WHAT YOU NEED TO DO >> Copy every line of the data below without changing anything.

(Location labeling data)
* Start *
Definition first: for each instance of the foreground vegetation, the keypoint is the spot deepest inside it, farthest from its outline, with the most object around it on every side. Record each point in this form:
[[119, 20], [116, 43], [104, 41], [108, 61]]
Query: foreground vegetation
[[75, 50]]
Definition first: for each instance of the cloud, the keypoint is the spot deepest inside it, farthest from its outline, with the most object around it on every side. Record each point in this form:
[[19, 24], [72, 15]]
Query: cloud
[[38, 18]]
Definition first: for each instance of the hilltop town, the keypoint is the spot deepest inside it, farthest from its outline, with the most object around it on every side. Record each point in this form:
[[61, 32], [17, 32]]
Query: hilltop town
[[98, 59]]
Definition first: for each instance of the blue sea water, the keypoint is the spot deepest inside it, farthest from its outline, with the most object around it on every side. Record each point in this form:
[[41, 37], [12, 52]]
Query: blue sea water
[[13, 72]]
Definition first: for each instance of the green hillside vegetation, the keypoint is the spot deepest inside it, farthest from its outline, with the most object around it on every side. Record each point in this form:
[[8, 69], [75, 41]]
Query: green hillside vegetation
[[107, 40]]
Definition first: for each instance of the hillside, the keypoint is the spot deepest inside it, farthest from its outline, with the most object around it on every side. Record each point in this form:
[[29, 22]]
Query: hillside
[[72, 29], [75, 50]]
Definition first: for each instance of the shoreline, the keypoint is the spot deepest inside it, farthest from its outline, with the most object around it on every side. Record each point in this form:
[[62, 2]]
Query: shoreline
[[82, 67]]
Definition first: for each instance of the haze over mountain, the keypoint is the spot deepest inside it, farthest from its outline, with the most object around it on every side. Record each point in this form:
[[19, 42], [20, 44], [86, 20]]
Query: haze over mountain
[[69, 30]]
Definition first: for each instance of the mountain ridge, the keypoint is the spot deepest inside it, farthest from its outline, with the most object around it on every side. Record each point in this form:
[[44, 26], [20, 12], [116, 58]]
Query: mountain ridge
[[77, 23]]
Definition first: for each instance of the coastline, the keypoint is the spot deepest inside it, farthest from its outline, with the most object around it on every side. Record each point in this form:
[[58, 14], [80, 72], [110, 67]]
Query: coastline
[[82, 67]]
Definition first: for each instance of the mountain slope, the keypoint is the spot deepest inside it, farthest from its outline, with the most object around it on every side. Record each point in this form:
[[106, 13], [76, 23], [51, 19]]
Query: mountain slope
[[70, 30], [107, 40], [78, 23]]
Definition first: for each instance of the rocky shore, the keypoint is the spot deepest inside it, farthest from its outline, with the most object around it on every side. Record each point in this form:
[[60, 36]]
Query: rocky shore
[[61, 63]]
* End *
EXPECTED ANSWER >>
Definition first: for each instance of the foreground vegetation, the keypoint is the spot deepest inside it, farthest from its outline, with the most object around it on every side. Record each point in this form:
[[119, 20], [116, 43], [104, 41], [108, 61]]
Query: foreground vegetation
[[75, 50]]
Definition first: for each instance of the cloud, the keypoint is the spot deepest inside it, farthest from its outline, with the most object around it on every side. Record each point in this form:
[[19, 24], [72, 15]]
Query: cloud
[[38, 18]]
Definition first: for each instance of the hilltop town, the keypoint is the spot deepest inside it, farthest from its outline, with the most object around it on every side. Record each point in this form:
[[61, 32], [17, 32]]
Query: hilltop town
[[98, 59]]
Definition first: for each instance of the blue sea water, the keypoint is the spot deepest inside it, farthest from its outline, with the most object around it on every side. Record each point in this form:
[[41, 37], [12, 52]]
Query: blue sea water
[[13, 72]]
Definition first: for each instance of the green hillside vegetation, the keypoint is the spot deepest inside it, farthest from its outline, with the most object around it on every side. Record each point in this form:
[[8, 69], [75, 41]]
Query: green hillside vegetation
[[107, 40]]
Definition first: for each instance of the hillside, the keypoint is the spot deepest inside it, farthest from its outline, with the most object around it on every side. Record each point in this form:
[[29, 22]]
Query: hillside
[[72, 29], [75, 50]]
Definition first: for each instance of the shoreline, the keypoint is the spot deepest inside it, farthest from its outline, with the most object around it on every side. Record each point in this form:
[[62, 2]]
Query: shoreline
[[82, 67]]
Definition first: for each instance of the haze over mountain, the keypoint is the spot deepest inside it, farthest from its outline, with the most object around it on every side. Record each point in this form:
[[19, 42], [20, 44], [86, 20]]
Query: haze over mountain
[[69, 30]]
Definition first: for each instance of the mountain ridge, the keypoint is the spot deepest inside it, farthest from its outline, with the most object around it on every side. Record each point in this form:
[[44, 26], [20, 12], [116, 58]]
Query: mountain ridge
[[77, 23]]
Definition first: for each instance of the coastline, the keypoint is the spot deepest inside it, farthest from its outline, with the most object around it on every side. Record each point in this form:
[[58, 14], [80, 72], [110, 67]]
Query: coastline
[[82, 67]]
Definition first: for each instance of the mountain slope, the keypoint is the spot deepest inside it, farthest from its outline, with the most object around it on every side. Record each point in this form:
[[106, 13], [76, 23], [51, 19]]
Query: mountain slope
[[70, 30], [107, 40], [78, 23]]
Definition first: for each instance of the rocky shore, the keypoint is the spot deepest inside it, farthest from its outline, with the most object around it on every side. Record each point in this form:
[[60, 36]]
Query: rocky shore
[[61, 63]]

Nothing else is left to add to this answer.